◆ Stored dataset items ◆
------------------------

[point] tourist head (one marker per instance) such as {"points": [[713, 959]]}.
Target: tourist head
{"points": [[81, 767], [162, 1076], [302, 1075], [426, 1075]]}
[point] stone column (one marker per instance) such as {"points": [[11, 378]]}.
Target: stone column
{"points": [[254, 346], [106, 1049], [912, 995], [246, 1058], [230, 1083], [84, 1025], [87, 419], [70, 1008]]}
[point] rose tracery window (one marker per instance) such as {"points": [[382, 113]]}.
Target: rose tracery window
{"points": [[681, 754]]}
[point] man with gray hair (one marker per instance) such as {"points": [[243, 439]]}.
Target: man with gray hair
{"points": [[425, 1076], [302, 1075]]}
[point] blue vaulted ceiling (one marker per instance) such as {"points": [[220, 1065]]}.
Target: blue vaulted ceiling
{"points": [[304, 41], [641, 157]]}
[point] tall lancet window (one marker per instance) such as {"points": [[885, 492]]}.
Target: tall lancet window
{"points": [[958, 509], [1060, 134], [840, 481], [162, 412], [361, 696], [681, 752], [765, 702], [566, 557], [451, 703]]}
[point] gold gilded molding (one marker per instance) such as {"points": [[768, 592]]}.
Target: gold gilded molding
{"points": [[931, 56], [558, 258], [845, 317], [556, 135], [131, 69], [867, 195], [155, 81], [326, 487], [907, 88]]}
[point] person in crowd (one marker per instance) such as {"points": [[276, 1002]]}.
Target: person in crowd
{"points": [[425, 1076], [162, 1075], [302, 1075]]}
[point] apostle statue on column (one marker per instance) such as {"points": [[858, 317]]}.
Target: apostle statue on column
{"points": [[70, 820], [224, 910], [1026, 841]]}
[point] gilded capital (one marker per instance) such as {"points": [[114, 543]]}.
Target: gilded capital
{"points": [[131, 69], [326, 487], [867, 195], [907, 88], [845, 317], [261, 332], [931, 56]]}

------------------------

◆ AIM ◆
Reproduce the material above exactly; please quote every line of it.

◆ RESULT OF THIS EXERCISE ◆
[point] tourist head (one marker per instance) such as {"points": [[713, 959]]}.
Target: tourist head
{"points": [[81, 767], [162, 1076], [302, 1075], [426, 1075]]}
[point] stone column (one marker per instance) such as {"points": [[11, 378]]}.
Target: stone column
{"points": [[254, 346], [106, 1049], [912, 995], [246, 1058], [230, 1083], [84, 1025], [87, 419], [70, 1008]]}
[point] rose tracery window (one marker per instance) such as {"points": [[382, 113]]}.
Target: rose tracery window
{"points": [[681, 754]]}
[point] man with gray hair (one marker per instance) such as {"points": [[243, 439]]}.
Target: man with gray hair
{"points": [[425, 1076], [302, 1075]]}
[point] blue vaulted ceiling (one marker per instance) such as {"points": [[220, 1065]]}.
Target: blue vaulted ceiling
{"points": [[304, 41], [641, 157]]}
[point] tall lancet window (one marker per instance) such as {"points": [[885, 492]]}.
Target: tall lancet window
{"points": [[958, 509], [1060, 134], [840, 481], [162, 412], [361, 696], [681, 752], [765, 702], [566, 557], [451, 703]]}
[point] gold gilded molding (one marker per instance) such as {"points": [[768, 592]]}.
Target: gold gilded molding
{"points": [[931, 56], [558, 258], [845, 317], [556, 135], [131, 69], [867, 195], [155, 81], [326, 487], [907, 88]]}
[point] person in crowd (one marker per instance) such as {"points": [[276, 1002]]}.
Target: person in crowd
{"points": [[425, 1076], [162, 1075], [302, 1075]]}
[point] apostle statue on column (one marker per instance) such as {"points": [[858, 317]]}.
Target: apostle statue on column
{"points": [[70, 820], [224, 910], [1026, 841]]}
[point] gilded capital (one marker per instance) such as {"points": [[114, 543]]}.
Target: gilded capital
{"points": [[131, 69], [326, 487], [867, 195], [907, 88], [845, 317], [261, 332], [931, 56]]}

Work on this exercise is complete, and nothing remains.